La doctrina de los fariseos dominante en la época de Jesús decía: «Todo Israel tiene participación en el mundo venidero» (Mishna, Sanhedrín 10,1) En otros círculos se pensaba en forma más pesimista: «Sólo a pocos traerá alivio el mundo venidero, a muchísimos, en cambio, fatiga» (4Esd 5,47). ¿Qué decir? Jesús no zanja la cuestión, no quiere zanjarla. ¿Por qué pregunta el hombre por el número? ¿No busca ocultamente seguridad en el número? Si todo Israel se ha de salvar, entonces está uno seguro. Si el número es pequeño, ¿para qué, pues, molestarse? Los números son un impedimento para lo que quiere Jesús con su predicación. Jesús llama a tomar partido por el actual ofrecimiento de Dios. Esto es lo que importa, no saber el número...

23b Él les contestó: 24 Esforzaos por entrar por la puerta estrecha; que muchos -os lo digo yo- intentarán entrar, pero no lo conseguirán.

La salvación al final de los tiempos se asemeja a un banquete que se celebra en una sala cuya puerta es estrecha. Hay que imaginársela muy estrecha. Con una imagen un tanto atrevida dice Jesús en una ocasión que es más fácil a un camello pasar por el ojo de una aguja, que a un rico entrar en el reino de Dios (18,25). Delante de la puerta se produce gran aglomeración. Todos quieren entrar y participar en el banquete. Sólo el que emplea la fuerza puede abrirse paso entre la multitud apiñada. Sólo el que se impone las fatigas de una competición puede lograr entrar.

El deportista pone en juego en los últimos minutos todas las fuerzas que han de decidir la victoria. Para salvarse es necesario emplear todas las fuerzas. Jesús invita: Esforzaos. Los escritos apocalípticos, que por los días de Jesús hablaban mucho del tiempo final y de la gloria, contaban entre las mayores satisfacciones de los que iban por los caminos del Altísimo, «el haber combatido en dura pelea para sofocar la malicia ingénita, de modo que ésta no los lleve de la vida a la muerte» (4Esd 7,92). Jesús mismo combatió de esta manera en el huerto de los Olivos y poniendo en tensión todas sus fuerzas tomó en su mano el cáliz de la pasión y la muerte que le estaba reservada (22,44). Para llegar a su elevación al cielo tiene que pasar por esta tensión y por este forcejeo. E1 camino de la salvación es el seguimiento de Jesús por el camino de Getsemaní y del Calvario, por la aceptación de la muerte y por la muerte misma (9,57-62). De estos esfuerzos y de este combate escribe Pablo: «Combate el buen combate de la fe, conquista la vida eterna, para la que fuiste llamado y cuya profesión hiciste en una hermosa confesión ante muchos testigos» (ITim 6,12). Y otra vez: «He combatido el buen combate, he realizado plenamente la carrera, he guardado la fe. Y ahora está ya preparada para mí la corona de justicia, con la que me retribuirá en aquel día el Señor, el juez justo, y no sólo a mí, sino también a todos los que hayan mirado con amor su aparición» (/2Tm/04/07s).

Enunciado: Según el fragmento sobre la puerta estrecha, ¿a qué se asemeja la salvación al final de los tiempos? Las líneas no guardan relación con el fragmento.

Contenido del conjunto:
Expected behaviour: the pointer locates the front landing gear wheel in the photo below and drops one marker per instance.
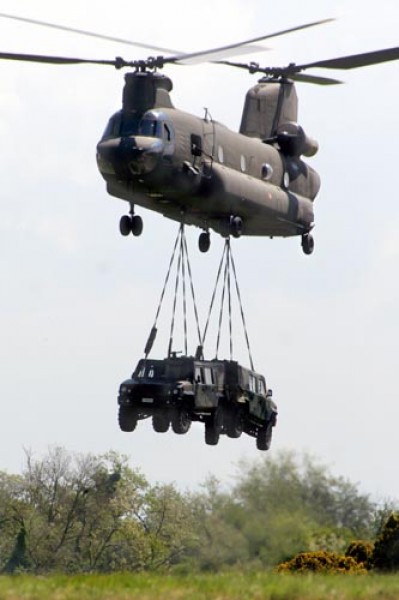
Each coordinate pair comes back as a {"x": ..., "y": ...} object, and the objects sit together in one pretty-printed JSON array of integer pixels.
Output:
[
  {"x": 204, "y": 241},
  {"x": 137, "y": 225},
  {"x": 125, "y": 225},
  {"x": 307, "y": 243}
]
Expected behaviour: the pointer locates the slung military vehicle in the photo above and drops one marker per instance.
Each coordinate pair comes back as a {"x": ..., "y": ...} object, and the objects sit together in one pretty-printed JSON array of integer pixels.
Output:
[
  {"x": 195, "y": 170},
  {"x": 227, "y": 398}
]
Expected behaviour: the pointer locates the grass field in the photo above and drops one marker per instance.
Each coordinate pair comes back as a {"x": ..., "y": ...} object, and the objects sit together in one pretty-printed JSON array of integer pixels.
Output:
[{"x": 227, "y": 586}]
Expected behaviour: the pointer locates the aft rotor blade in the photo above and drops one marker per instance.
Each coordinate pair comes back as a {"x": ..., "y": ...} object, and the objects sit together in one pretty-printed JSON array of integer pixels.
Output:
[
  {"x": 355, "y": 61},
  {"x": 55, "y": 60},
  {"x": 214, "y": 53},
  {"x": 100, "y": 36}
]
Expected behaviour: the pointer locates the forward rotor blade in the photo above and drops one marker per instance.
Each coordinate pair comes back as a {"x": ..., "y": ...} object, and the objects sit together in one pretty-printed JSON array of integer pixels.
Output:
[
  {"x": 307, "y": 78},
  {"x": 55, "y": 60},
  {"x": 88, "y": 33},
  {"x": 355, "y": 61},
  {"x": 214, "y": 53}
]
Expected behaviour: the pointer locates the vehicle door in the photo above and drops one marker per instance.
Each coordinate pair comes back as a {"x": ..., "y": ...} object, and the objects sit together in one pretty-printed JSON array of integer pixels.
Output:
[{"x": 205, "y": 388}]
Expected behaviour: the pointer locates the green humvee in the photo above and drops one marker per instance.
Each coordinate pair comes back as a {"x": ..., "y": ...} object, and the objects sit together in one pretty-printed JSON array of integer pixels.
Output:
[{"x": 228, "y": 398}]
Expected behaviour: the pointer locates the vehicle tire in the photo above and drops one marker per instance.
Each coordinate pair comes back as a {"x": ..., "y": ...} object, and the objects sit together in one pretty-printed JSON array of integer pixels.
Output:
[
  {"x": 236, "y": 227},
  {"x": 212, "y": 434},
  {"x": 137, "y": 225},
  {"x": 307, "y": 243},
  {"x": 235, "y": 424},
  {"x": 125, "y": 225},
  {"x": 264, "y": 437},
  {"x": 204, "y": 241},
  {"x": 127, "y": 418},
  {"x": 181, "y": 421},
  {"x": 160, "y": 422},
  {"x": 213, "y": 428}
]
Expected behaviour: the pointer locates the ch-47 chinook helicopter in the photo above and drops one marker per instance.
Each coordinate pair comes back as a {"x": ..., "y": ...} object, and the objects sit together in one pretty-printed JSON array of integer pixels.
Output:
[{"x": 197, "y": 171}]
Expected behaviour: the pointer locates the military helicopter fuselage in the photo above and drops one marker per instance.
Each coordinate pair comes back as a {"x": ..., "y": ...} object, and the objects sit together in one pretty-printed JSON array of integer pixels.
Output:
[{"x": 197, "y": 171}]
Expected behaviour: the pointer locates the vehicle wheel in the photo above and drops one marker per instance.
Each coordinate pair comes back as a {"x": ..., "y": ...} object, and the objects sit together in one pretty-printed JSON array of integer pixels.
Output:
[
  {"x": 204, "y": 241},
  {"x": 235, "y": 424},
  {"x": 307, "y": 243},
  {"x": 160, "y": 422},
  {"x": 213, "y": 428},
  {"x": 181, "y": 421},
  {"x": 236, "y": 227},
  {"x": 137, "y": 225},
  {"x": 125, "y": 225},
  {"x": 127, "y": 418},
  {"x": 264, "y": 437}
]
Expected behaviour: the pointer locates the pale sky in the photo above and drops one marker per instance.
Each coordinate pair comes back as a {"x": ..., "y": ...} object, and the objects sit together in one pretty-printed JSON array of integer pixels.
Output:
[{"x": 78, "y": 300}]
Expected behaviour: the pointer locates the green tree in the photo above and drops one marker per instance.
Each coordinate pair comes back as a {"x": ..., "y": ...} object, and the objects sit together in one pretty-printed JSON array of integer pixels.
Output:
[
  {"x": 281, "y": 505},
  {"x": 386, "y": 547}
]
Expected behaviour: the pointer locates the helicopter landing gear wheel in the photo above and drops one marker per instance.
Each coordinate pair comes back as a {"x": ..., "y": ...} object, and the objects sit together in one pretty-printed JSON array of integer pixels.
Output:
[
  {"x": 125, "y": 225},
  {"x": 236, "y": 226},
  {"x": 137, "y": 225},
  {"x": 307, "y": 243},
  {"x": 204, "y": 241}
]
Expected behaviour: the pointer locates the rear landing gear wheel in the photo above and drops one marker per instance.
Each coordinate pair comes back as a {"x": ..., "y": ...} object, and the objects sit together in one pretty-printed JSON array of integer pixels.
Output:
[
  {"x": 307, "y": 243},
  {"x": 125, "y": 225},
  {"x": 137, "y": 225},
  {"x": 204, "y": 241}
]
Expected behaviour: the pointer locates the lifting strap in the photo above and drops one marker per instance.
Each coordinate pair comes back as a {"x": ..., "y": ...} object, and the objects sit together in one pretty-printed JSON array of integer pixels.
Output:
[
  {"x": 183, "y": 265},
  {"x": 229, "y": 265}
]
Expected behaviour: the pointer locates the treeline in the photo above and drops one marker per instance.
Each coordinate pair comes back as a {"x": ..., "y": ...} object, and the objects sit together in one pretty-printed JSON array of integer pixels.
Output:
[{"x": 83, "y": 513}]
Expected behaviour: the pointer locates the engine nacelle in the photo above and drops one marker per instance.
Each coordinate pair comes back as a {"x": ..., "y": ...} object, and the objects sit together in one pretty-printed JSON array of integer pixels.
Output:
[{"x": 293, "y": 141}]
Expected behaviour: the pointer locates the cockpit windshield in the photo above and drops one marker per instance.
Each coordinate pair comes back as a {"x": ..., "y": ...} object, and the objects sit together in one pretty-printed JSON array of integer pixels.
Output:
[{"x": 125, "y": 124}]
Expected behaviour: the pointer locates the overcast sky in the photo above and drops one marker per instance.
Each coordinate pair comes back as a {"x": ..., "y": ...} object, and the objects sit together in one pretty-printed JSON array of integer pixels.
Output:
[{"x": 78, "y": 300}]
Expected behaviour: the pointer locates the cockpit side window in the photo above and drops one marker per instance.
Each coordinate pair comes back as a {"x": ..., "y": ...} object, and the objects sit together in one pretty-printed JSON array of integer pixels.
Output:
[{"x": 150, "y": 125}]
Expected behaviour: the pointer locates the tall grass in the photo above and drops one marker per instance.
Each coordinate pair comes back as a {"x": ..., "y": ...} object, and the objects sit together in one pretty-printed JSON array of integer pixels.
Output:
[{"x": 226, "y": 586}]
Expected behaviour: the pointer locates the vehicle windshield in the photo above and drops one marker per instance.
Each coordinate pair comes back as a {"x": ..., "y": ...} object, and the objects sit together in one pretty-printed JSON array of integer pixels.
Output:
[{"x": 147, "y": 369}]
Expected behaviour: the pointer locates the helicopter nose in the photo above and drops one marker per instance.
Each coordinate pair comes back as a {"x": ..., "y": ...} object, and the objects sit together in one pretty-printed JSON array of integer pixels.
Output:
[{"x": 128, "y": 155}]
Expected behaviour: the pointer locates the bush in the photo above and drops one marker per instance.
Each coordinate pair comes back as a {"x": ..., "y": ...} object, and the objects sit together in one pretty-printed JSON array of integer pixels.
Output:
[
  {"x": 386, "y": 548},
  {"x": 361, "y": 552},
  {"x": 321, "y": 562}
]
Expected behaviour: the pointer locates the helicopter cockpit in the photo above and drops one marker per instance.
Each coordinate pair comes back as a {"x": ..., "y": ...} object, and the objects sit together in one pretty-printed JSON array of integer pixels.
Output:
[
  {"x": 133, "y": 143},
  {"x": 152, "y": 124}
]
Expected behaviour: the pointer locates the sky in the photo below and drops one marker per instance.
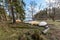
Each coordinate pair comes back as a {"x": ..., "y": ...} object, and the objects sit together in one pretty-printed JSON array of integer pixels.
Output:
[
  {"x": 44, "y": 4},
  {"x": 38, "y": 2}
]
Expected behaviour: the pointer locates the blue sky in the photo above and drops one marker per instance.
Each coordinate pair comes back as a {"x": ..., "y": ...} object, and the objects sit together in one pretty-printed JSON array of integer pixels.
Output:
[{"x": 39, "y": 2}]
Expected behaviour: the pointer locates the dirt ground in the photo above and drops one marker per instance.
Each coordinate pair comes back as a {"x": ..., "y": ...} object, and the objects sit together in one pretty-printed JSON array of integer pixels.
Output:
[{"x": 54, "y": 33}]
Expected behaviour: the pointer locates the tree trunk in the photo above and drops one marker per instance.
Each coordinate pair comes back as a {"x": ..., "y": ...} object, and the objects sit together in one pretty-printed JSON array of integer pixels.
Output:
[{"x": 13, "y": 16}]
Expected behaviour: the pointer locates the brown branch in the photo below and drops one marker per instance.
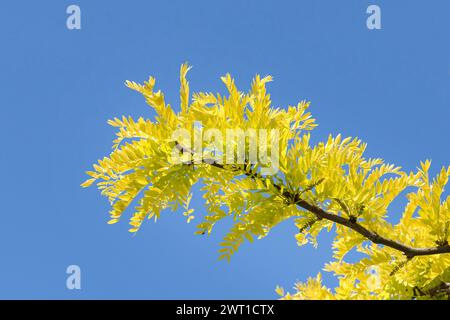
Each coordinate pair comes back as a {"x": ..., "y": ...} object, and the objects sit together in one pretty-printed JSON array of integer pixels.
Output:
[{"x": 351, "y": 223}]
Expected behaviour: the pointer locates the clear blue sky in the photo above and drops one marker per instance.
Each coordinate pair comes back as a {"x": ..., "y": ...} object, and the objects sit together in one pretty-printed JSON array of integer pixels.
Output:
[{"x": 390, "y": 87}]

Solución: A un banquete que se celebra en una sala cuya puerta es estrecha.